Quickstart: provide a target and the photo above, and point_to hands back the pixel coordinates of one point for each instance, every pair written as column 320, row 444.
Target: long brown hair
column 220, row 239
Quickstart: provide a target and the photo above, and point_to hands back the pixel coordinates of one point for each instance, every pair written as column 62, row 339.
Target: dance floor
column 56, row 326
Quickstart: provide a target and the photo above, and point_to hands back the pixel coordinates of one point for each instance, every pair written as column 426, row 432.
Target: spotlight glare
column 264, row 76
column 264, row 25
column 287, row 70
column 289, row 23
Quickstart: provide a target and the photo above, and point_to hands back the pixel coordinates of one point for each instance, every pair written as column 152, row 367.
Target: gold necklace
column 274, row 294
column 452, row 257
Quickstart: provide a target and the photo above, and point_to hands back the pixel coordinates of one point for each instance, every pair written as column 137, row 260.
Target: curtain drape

============================================================

→ PROBLEM DESCRIPTION
All the records above must be transcribed without a single change to any word.

→ EXERCISE SOLUTION
Quickstart: provide a target and the photo above, and point_to hands back the pixel coordinates of one point for each instance, every pair written as column 320, row 444.
Target: long brown hair
column 220, row 239
Quickstart: provide a target and the photo above, and point_to hands back the pixel coordinates of one point for each instance, every pair written as column 62, row 339.
Target: dance floor
column 56, row 326
Quickstart: provide a target and the photo above, and point_to hands back the pixel coordinates of one point for each instance, every pair written as column 426, row 432.
Target: spotlight glare
column 264, row 76
column 264, row 25
column 287, row 70
column 289, row 23
Quickstart: provide a target and the photo above, and point_to hands back the pixel coordinates of one point for each instance, every pair written as column 152, row 367.
Target: gold necklace
column 274, row 294
column 452, row 257
Quickstart: provide a target and the photo above, and point_to hands back the pixel coordinates of one point for each instance, every pair written as column 137, row 260.
Target: curtain drape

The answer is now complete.